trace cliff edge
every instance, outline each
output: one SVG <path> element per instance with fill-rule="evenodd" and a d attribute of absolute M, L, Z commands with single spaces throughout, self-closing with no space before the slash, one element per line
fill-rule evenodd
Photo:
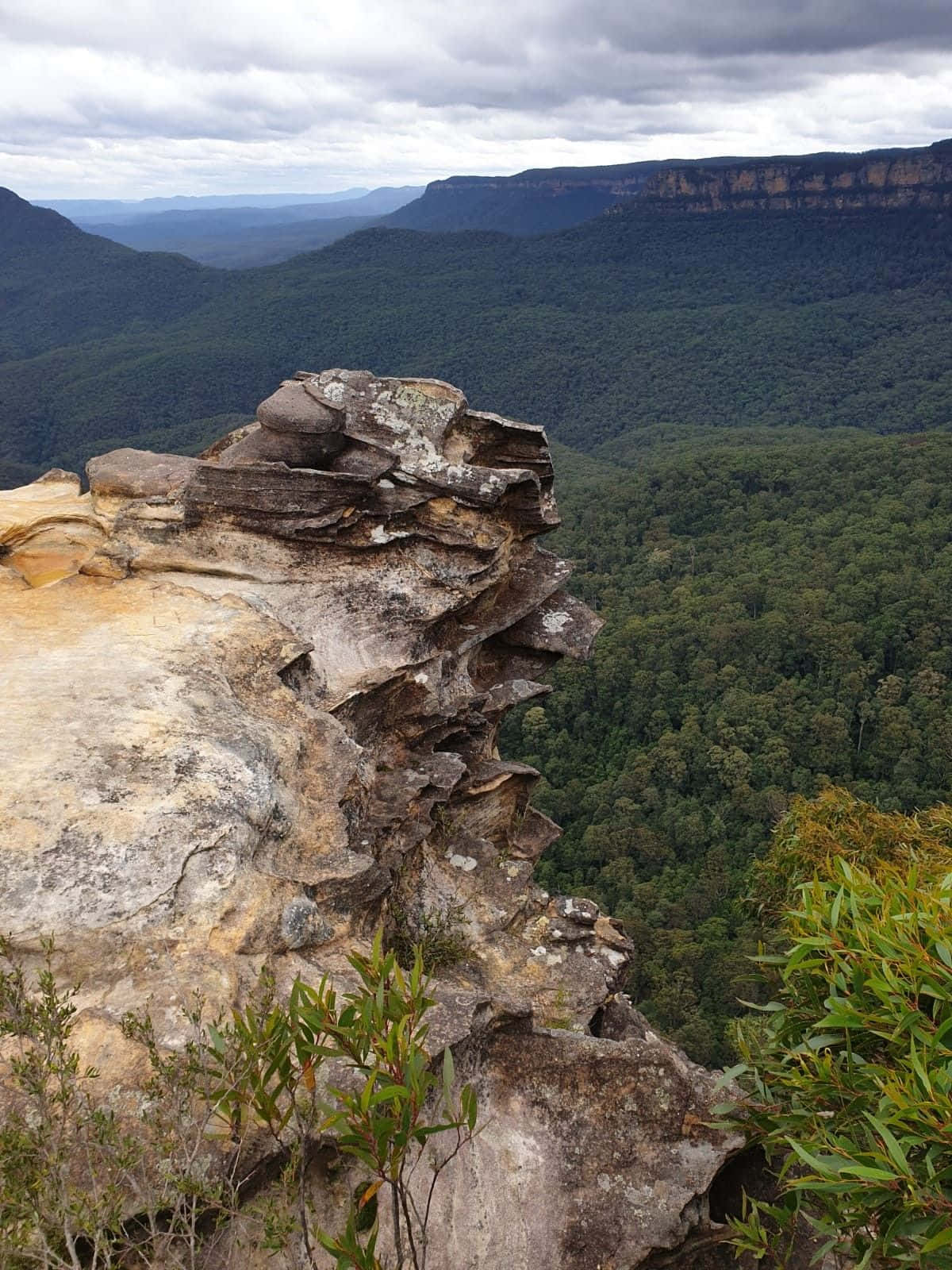
<path fill-rule="evenodd" d="M 335 370 L 202 458 L 88 472 L 0 491 L 0 930 L 27 959 L 56 936 L 104 1087 L 141 1073 L 126 1011 L 180 1045 L 195 991 L 215 1012 L 264 965 L 345 982 L 381 922 L 452 916 L 432 1043 L 484 1128 L 433 1270 L 701 1265 L 741 1143 L 617 994 L 618 923 L 533 883 L 557 828 L 496 748 L 599 625 L 537 545 L 542 429 Z"/>

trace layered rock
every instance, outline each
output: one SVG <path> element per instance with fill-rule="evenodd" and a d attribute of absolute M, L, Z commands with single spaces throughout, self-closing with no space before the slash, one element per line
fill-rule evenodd
<path fill-rule="evenodd" d="M 649 177 L 638 198 L 654 211 L 795 211 L 952 207 L 952 144 L 869 155 L 692 164 Z"/>
<path fill-rule="evenodd" d="M 713 1078 L 614 996 L 618 925 L 533 883 L 557 829 L 496 748 L 598 629 L 536 542 L 543 432 L 326 371 L 202 458 L 88 471 L 0 493 L 0 928 L 27 955 L 55 933 L 84 1057 L 132 1087 L 124 1011 L 175 1045 L 194 991 L 217 1011 L 263 965 L 345 978 L 381 922 L 435 916 L 467 951 L 432 1043 L 486 1125 L 442 1184 L 434 1270 L 498 1264 L 503 1229 L 514 1270 L 704 1229 L 740 1146 L 704 1125 Z"/>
·····
> _TASK DESCRIPTION_
Put the lines of the records above into a JSON list of strings, one string per line, skipping blank lines. Leave the pictures out.

> _RESULT OF THIS EXERCISE_
[
  "trace cliff edge",
  "every instance, outline each",
  "output: one SVG <path> element per instance with fill-rule=\"evenodd\" and a d attribute of absolute M, L, Z commands with single spaces throughout, self-closing with no space before the slash, one element per line",
  "fill-rule evenodd",
  "Photo:",
  "<path fill-rule=\"evenodd\" d=\"M 335 370 L 202 458 L 88 472 L 0 491 L 0 930 L 27 959 L 56 936 L 104 1087 L 141 1073 L 126 1011 L 180 1045 L 195 991 L 215 1012 L 264 965 L 345 982 L 381 922 L 452 916 L 432 1043 L 484 1128 L 433 1270 L 701 1265 L 741 1143 L 617 994 L 618 923 L 533 883 L 557 828 L 496 748 L 599 625 L 537 545 L 542 429 Z\"/>",
  "trace layered rock",
  "every instance, outline each",
  "output: one SVG <path> element per instance with fill-rule=\"evenodd\" and a d attribute of absolute M, L, Z commands with single spaces throughout, self-closing with no space before the slash, one element per line",
  "fill-rule evenodd",
  "<path fill-rule=\"evenodd\" d=\"M 649 177 L 638 198 L 654 211 L 795 211 L 952 207 L 952 144 L 869 155 L 692 164 Z\"/>",
  "<path fill-rule=\"evenodd\" d=\"M 713 1078 L 614 996 L 618 925 L 533 883 L 557 829 L 496 748 L 598 629 L 536 542 L 543 432 L 326 371 L 202 458 L 88 471 L 0 493 L 0 928 L 27 955 L 55 933 L 84 1057 L 132 1087 L 124 1011 L 175 1045 L 194 991 L 217 1011 L 263 965 L 345 978 L 381 922 L 435 916 L 467 951 L 432 1043 L 486 1125 L 442 1184 L 434 1270 L 498 1264 L 503 1229 L 514 1270 L 704 1229 L 740 1146 L 704 1125 Z\"/>"
]